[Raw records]
^^^^

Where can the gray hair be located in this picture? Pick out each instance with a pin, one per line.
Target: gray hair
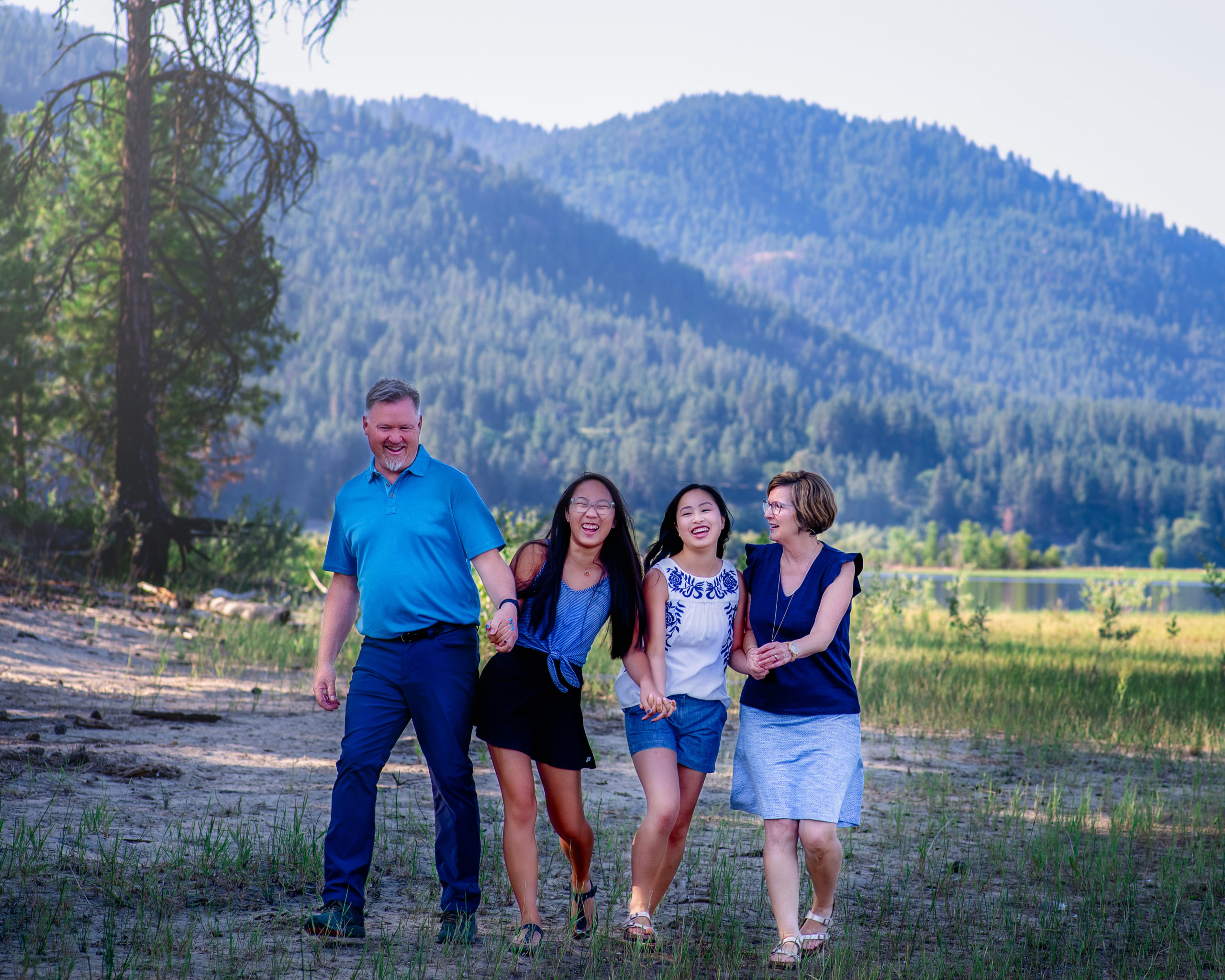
(392, 390)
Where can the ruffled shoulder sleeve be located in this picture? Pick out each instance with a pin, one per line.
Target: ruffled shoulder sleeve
(835, 563)
(754, 554)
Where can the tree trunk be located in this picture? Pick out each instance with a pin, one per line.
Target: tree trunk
(19, 438)
(144, 520)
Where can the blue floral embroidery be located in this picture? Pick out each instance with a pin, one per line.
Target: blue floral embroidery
(673, 614)
(720, 587)
(731, 609)
(723, 586)
(684, 583)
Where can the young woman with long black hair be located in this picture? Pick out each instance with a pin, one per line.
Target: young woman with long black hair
(585, 574)
(675, 692)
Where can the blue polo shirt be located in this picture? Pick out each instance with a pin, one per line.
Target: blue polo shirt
(410, 544)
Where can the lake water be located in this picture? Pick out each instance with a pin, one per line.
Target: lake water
(1018, 593)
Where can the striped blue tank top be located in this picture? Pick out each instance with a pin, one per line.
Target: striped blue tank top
(581, 614)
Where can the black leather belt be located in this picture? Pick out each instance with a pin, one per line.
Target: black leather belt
(430, 633)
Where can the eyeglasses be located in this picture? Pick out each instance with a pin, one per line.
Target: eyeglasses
(582, 505)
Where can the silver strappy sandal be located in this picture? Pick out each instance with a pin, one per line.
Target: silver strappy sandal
(639, 933)
(781, 958)
(814, 941)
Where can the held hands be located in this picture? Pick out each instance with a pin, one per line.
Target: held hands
(652, 702)
(502, 628)
(767, 657)
(325, 688)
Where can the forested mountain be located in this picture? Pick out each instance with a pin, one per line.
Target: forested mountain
(542, 341)
(546, 340)
(30, 47)
(911, 237)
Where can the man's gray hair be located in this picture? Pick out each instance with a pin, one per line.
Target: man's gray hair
(392, 390)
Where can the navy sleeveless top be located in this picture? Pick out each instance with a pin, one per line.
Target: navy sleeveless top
(580, 618)
(823, 683)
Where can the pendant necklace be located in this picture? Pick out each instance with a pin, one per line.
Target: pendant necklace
(778, 593)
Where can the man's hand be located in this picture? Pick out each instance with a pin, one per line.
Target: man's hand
(499, 582)
(340, 612)
(504, 628)
(325, 688)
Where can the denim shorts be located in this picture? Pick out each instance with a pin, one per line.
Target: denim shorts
(694, 732)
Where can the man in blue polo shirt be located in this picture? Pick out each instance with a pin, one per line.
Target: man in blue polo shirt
(403, 535)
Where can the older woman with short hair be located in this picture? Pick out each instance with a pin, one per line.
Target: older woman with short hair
(798, 760)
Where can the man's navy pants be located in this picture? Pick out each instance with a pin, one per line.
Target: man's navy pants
(432, 683)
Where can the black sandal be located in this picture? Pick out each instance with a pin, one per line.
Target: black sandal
(582, 926)
(522, 942)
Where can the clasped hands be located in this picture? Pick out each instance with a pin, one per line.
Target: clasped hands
(767, 657)
(502, 628)
(655, 703)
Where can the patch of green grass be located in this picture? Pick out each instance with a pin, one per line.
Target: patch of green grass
(1048, 678)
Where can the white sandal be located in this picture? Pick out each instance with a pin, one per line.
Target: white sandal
(636, 931)
(787, 961)
(813, 941)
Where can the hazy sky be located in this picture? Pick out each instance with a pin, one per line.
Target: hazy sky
(1126, 97)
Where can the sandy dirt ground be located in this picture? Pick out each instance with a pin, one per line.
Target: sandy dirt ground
(278, 751)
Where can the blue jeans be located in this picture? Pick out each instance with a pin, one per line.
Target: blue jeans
(432, 683)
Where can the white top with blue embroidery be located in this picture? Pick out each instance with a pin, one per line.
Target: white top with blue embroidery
(700, 616)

^^^^

**Given problem**.
In your copy, leave out the pictures and reproduce the material above exactly.

**Output for this task**.
Where can the gray hair be located in this picture? Pick out each instance with a pin, one per line.
Target: gray hair
(392, 390)
Where can the ruffled shoulder sleeve be located in this picture? Pick out each instance with a pin, one per line.
Target: ruffled shoulder sleeve
(835, 563)
(754, 554)
Where can the tree trunk be located in this picture? Pick out each instance with a pin, one per line.
Target: tree trunk
(19, 438)
(144, 520)
Where can the blue floral embroidery be located in this picture? Pick out each instance with a pin, one per line.
Target: blue floral embroidery
(673, 614)
(720, 587)
(731, 609)
(723, 586)
(684, 583)
Where can the young woman with long black hair be located in this picture? Pick out each instance with a pin, one per line.
Target: young woman with long black hair
(585, 574)
(675, 692)
Where can the blue polo shirt be located in this picture? Pick out each instance with a pin, one per line.
Target: blue polo shirt
(410, 544)
Where can the lake water be located in this picture? Pick out each instance with a pin, one per line.
Target: lake water
(1018, 593)
Where can the striped blue tank top be located in this picture? Pick out each instance with a pin, one per line.
Target: striped blue tank top
(581, 614)
Where can the black leather belt be located in this picture? Pick out each instance with a pin, one per line.
Target: black leather belt
(430, 633)
Where can the eyeglasses be located in this picture? Pick out each instance with a pin, one per line.
Target: eyeglasses
(582, 505)
Where can the silver strappy sandal be located in this picture? Pick out each instance with a pin, one per line.
Target: silver strappy sandal
(639, 933)
(781, 958)
(814, 941)
Where can the held hands be located in this picture? Pick out each instance with a pin, one per line.
Target: held hands
(652, 702)
(502, 628)
(767, 657)
(325, 688)
Where can the forested mountain be located in this picture? Pick out each instance with a pin, one per line.
Target: forested mountain
(542, 341)
(546, 340)
(30, 47)
(911, 237)
Where can the man's gray hair be located in this picture? Pick out each instance with a pin, one per line.
Target: man's gray hair
(392, 390)
Where can the navy sleeveless top be located in this picture? Pick out each instance with a pin, one per line.
Target: navy sleeveless top
(580, 618)
(823, 683)
Where can the pendant necklace be located in this picture? Pick out each instance with a pin, one per line.
Target: pendant necklace
(778, 593)
Where can the man's hand be located in this picture? Pick out each instance with a pin, one per line.
Target: man's hand
(499, 582)
(340, 612)
(504, 628)
(325, 688)
Where can the denim shorts be located in this picture? Pick out each instance with a pin, one per line.
Target: denim shorts
(694, 732)
Where can the man in blue polo shirt be located in this picture? Pick out each instance with a pin, one per line.
Target: man in blue polo shirt
(403, 535)
Where can the older woman with short hair be located in this picture? Pick out each instance with a pin, one per line.
Target: older woman with short hair
(798, 760)
Where can the man's navy pants be located in this picture? Pick out each instance with a pin, one per line.
Target: man's navy pants
(432, 683)
Where can the black sandal be located in this picture? Pick out each instance with a pin, one per line.
Target: black sandal
(582, 926)
(522, 942)
Where can the clasped hands be located in this picture? Pick out each instance with a pin, one per line.
Target: clasped hands
(767, 657)
(502, 628)
(655, 703)
Where can the patch of green grass be located in this picture? Pick out each instance with a pin, one per line.
Target: patch of green grass
(1048, 678)
Where can the white sandal be located in this picture? Pick out each instance with a pin, one per line.
Target: white sandal
(636, 931)
(787, 961)
(813, 941)
Where can the hazy sky be located in this picture? Pick out each instance with a pin, one per line.
Target: hazy sky
(1126, 97)
Where can the sandy dirt ground be located in this picture? Pick out each instance with a pin, one per line.
Target: sandy dirt ground
(278, 751)
Where can the blue jeans be located in this picture? Pick out each instance with a pin, one per line.
Target: blue jeans
(432, 683)
Where can the white top with blue embroidery be located in this picture? Pick out each instance with a pin, one per line.
Target: white top with blue embroidery
(700, 616)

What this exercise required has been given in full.